▸ **Extrait**
* * * * *

13. Le 19 juillet 2002, le requérant se pourvut en cassation, soulevant deux moyens. D'une part, il alléguait que la cour d'appel n'avait pas correctement interprété l'article 14 de la Constitution, l'article 10 de la Convention et les articles 361 et 362 du code pénal. D'autre part, il soutenait que l'arrêt de la cour d'appel n'était pas suffisamment motivé. Il citait les expressions jugées diffamatoires par la cour d'appel et les motifs sur la base desquels celle-ci avait rejeté son recours.
14. Le 7 février 2005, la Cour de cassation écarta le pourvoi, déclarant irrecevables les deux moyens articulés par le requérant, au motif que celui-ci n'avait pas précisé les circonstances de fait sur lesquelles la cour d'appel s'était fondée pour rejeter son appel. Elle s'exprima notamment comme suit :
« En vertu des articles 118 § 4, 566 § 1, 577 § 3 et 578 du code de procédure civile, lorsque l'action en justice a été jugée fondée ou infondée, il ne suffit pas que le demandeur expose dans son pourvoi en cassation sa version des faits de la cause, les dispositions dont il allègue la violation, la signification qu'il leur prête et la conclusion critiquée par lui de la juridiction inférieure. Il lui faut surtout exposer, de manière complète et claire, ce que celle-ci a admis en substance, c'est-à-dire les faits sur lesquels elle a fondé sa conclusion quant au fond de l'affaire. Dans le cas contraire, le bien-fondé des moyens de cassation ne peut pas être établi, dans la mesure où ceux-ci ne ressortent pas du contenu du pourvoi (...). [En l'occurrence,] le demandeur présente (...) de manière fragmentaire l'appréciation portée par la cour d'appel quant à la lettre [adressée au bâtonnier de l'ordre des avocats d'Athènes] [et] les conclusions finales de ladite juridiction. Par contre, il n'expose pas les faits retenus en substance par la cour d'appel pour fonder sa décision » (arrêt no 225/2005).

* * * * *

▸ **Données fournies**
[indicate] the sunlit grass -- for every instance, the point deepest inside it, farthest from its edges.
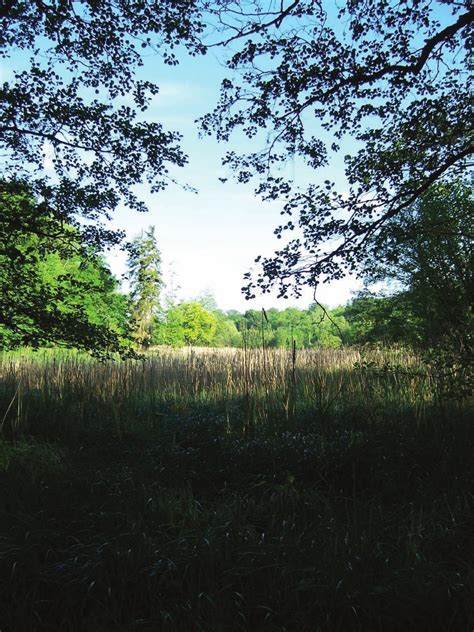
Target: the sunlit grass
(234, 490)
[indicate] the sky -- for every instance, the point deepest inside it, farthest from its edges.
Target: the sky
(209, 239)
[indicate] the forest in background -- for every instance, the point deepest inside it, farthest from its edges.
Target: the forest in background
(62, 293)
(269, 487)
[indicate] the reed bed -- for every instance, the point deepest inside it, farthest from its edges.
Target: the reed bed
(213, 490)
(259, 385)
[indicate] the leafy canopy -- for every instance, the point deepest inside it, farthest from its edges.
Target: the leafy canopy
(392, 76)
(53, 292)
(78, 104)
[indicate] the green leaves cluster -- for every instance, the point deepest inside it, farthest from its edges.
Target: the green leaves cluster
(53, 288)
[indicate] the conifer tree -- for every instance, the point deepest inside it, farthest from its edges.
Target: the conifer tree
(144, 268)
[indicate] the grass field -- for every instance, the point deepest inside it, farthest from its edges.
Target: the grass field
(234, 490)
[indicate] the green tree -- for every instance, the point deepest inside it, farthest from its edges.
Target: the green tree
(393, 76)
(78, 61)
(429, 255)
(188, 324)
(52, 291)
(144, 274)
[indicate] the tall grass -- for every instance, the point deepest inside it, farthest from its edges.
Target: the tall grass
(234, 490)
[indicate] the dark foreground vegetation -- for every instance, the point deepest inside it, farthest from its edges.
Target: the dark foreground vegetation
(234, 491)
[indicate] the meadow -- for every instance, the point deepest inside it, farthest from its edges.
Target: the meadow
(248, 490)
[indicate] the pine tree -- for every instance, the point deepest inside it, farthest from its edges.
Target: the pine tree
(144, 268)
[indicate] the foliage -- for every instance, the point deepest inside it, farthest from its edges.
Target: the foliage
(66, 108)
(52, 290)
(429, 254)
(392, 76)
(187, 324)
(144, 274)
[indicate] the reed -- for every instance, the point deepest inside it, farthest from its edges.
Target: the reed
(235, 489)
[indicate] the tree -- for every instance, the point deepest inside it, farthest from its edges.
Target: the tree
(391, 75)
(188, 324)
(67, 104)
(429, 254)
(144, 274)
(50, 291)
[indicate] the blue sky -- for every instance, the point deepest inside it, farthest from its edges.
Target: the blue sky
(210, 239)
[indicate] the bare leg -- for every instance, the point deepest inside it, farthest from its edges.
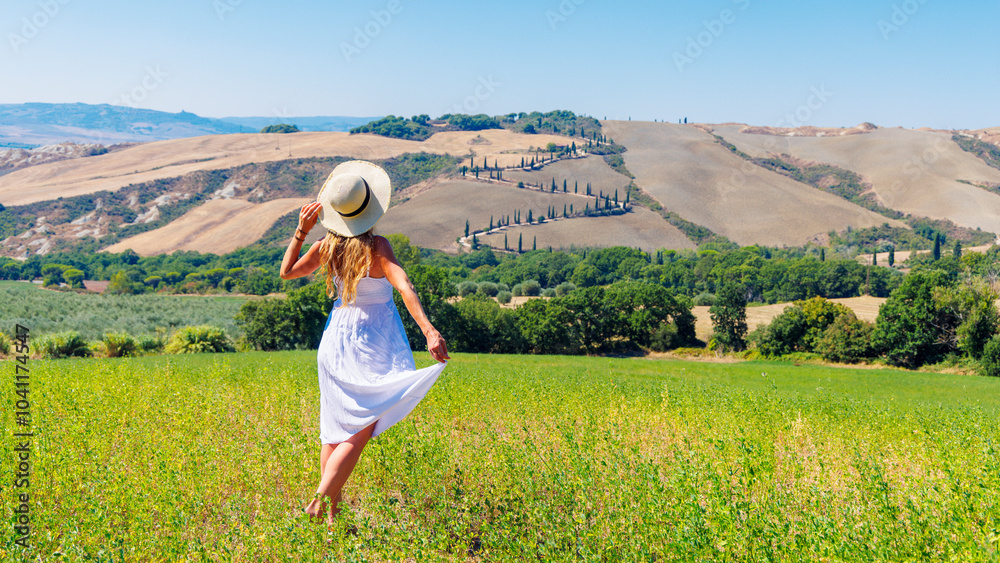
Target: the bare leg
(337, 461)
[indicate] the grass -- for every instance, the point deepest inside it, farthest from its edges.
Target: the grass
(515, 458)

* * * * *

▸ **Consignes de l'exercice**
1) D'après l'extrait sur le pourvoi en cassation, à quelle date la Cour de cassation a-t-elle écarté le pourvoi du requérant ?
2) Poursuivez l'extrait sur le pourvoi en cassation du requérant à partir de sa dernière phrase.
Les données ne jouent aucun rôle dans cet exercice.

▸ **Réponses attendues**
1) Le 7 février 2005.

2)
II. LE DROIT INTERNE PERTINENT
15. L'article 14 de la Constitution dispose :
« 1. Chacun peut exprimer et diffuser ses pensées oralement, par écrit et par voie de presse, en observant les lois de l'Etat.
(...) »
16. Les articles pertinents du code de procédure civile disposent :
Article 118
« Les recours notifiés entre les parties ou déposés auprès du tribunal doivent inclure (...) 4) l'objet du recours de manière claire, précise et succincte (...) »
Article 566 §1
« Le pourvoi en cassation doit comprendre les éléments exigés par les articles 118 à 120, citer l'arrêt attaqué, les moyens de cassation en entier ou en partie de l'arrêt attaqué ainsi qu'une demande quant au fond de l'affaire. »
Article 577 § 3
« La Cour de cassation examine la recevabilité et le fond des motifs de cassation si elle juge le pourvoi en cassation légal et recevable. »
Article 578
« La Cour de cassation rejette le pourvoi en cassation si elle estime que les motifs de l'arrêt attaqué sont erronés et que son dispositif est juste (...). »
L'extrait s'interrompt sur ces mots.